▶ [What the task asks]:
Output the listing exactly as written, apart from its pictures.

====== Exercise material ======

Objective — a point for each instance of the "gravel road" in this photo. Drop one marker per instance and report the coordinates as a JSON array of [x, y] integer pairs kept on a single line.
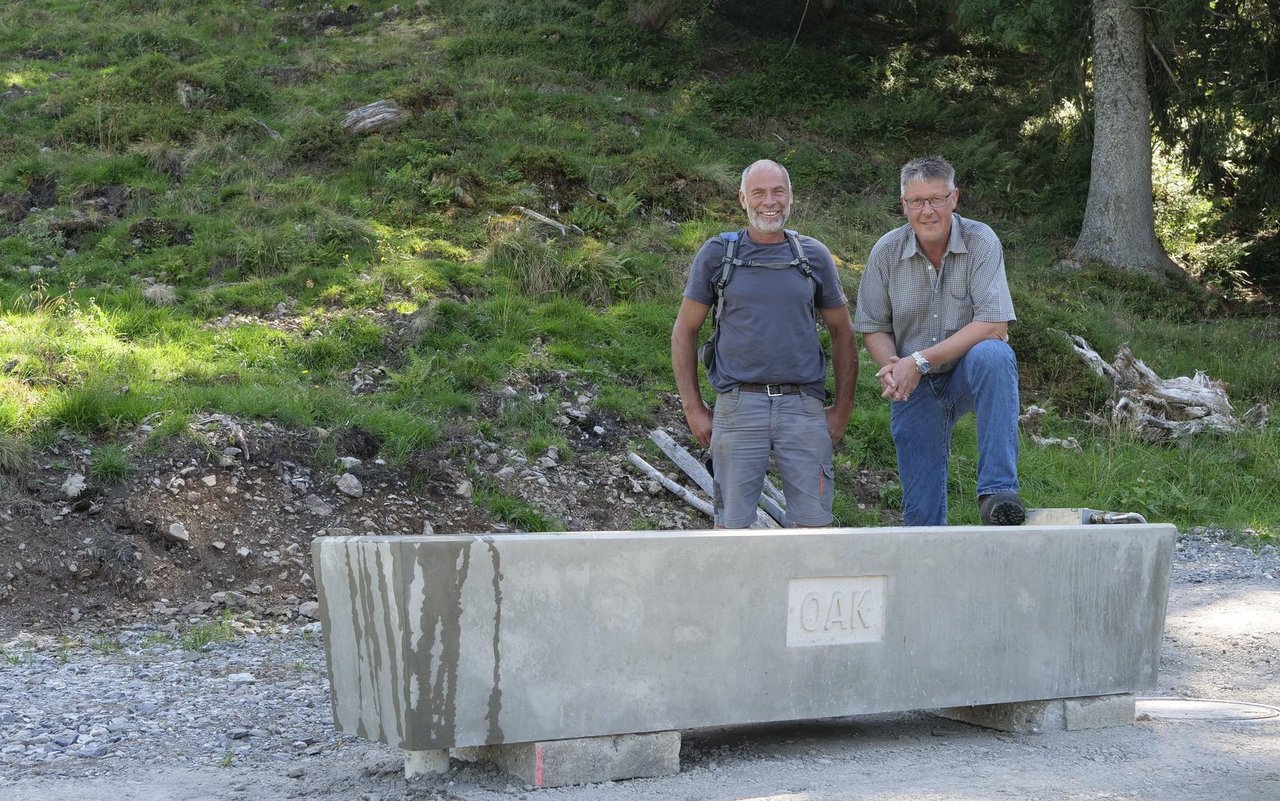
[[132, 715]]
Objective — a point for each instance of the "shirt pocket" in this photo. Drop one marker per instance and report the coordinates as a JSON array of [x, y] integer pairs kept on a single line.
[[958, 314]]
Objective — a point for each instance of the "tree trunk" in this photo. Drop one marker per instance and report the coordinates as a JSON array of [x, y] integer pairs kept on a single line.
[[1119, 220]]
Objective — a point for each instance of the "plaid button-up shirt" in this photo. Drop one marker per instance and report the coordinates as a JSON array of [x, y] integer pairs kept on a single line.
[[903, 294]]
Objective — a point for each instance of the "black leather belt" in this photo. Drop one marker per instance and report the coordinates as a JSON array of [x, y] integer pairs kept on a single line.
[[773, 389]]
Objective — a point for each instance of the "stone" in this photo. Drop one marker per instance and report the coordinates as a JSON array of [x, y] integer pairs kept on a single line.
[[73, 486], [350, 485]]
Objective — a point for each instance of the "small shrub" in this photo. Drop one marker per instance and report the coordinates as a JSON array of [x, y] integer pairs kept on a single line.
[[200, 636], [110, 465]]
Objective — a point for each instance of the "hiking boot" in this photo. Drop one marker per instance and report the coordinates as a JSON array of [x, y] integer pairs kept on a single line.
[[1002, 509]]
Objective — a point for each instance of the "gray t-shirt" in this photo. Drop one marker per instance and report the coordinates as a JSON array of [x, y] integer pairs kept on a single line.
[[903, 294], [768, 328]]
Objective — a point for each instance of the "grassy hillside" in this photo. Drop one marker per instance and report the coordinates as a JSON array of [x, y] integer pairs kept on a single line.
[[186, 225]]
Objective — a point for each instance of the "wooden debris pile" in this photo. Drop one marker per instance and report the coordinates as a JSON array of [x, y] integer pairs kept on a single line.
[[1166, 410], [769, 515]]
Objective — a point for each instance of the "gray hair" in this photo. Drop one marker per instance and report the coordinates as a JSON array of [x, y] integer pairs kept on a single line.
[[928, 168], [741, 186]]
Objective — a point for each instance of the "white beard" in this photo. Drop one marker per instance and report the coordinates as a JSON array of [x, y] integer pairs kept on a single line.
[[768, 225]]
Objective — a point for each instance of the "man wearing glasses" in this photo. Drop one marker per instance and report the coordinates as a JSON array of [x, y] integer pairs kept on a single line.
[[933, 309]]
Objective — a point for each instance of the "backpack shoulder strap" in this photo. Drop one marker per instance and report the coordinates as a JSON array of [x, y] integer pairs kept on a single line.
[[732, 238]]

======

▶ [Answer box]:
Objective — a point for each instance of the "gravel road" in this photo. Drop one marker per instance and report the coordinates as a JSON array of [x, y] integer pairs kept on a single line.
[[132, 715]]
Objective — a point for each instance of the "shirt pocket" in this photo. Drop one marker per instance and report the coordinates as a JSON array of [x, y] integer pairs kept on a single line.
[[958, 314]]
Objective — a point for each instance of the "tree trunk" in this photo. Drop one marker per instance and report the coordinates as a JSON array of [x, y] integer pairs kept on a single line.
[[1119, 220]]
Objective — a point for each instance of the "plaid button-up shirt" in this photo. Drop one marker per instance and report the coordinates as a JSON array of [x, y] integer pairs kept on a single line.
[[903, 294]]
Objective — a point for each instance of the "black leather belt" in this photo. Drop one marker per instance and report the coordinates as a JSON array of [x, y] integer pairs kept on a single line.
[[773, 389]]
Objective — a point for each instance of the "stone" in this photo. Drop one marker per instance and report the coordinates as a JSON array of [x, y] integer pairs kept on a single line.
[[73, 486], [350, 485]]
Objective — a point for each instance of the "small shrub" in this photo. Drop one marker per instance and report the coordinates as a JSON array of [x, y] integer pairs kept on a single line.
[[200, 636], [110, 465]]
Objective — a point for each instance of the "hiking boot" in this photo. Drop one marker per instance and report the coordinates as a JSON array of [x, y] integer pairs kept on a single line.
[[1002, 509]]
Objective — a point for each instance of the "gray t-shirt" in this photo. Drop one marker per instance and report the coordinates as a JSON array of [x, y] integer pairs kept on a single line.
[[903, 294], [768, 328]]
Objective — a point for each instance of the "grassy hillside" in this photo. Drop one marker per instance and report the coordinates as a JSON array of [x, y] integer pairs kept on a single line.
[[186, 225]]
Objective — a point for each instance of the "wooden debris pile" in this photo. Drop one marker per instance and report the coordinates as a JSON array of [x, y] integer pairs kept on a single line.
[[1166, 410], [769, 515]]
Objective — a point for each instance of the "gray hair" in this photo. Drop one marker per instance and report the coordinates as a JSON array of [x, y] integer pairs kept on a single line.
[[928, 168], [741, 186]]
Objective — a point for each instance of the "white beard" in this photo. Drop one marker per instance and report the coordinates as a JSON array of [x, y] integer pairs kept on a single line.
[[768, 225]]
Objective — a point for each instance of the "man wearing glasses" in this photo. Drop one marker per instance and report the coordinates as a JSON array of [x, y] integer pairs kept on a single line.
[[933, 309]]
Objective — a point for each instance of the "backpack shoulder strap" in this photo. Drop one marker per instance and report the coordinates as a JSON array of [x, y] integer pairs kept on a single line.
[[732, 238]]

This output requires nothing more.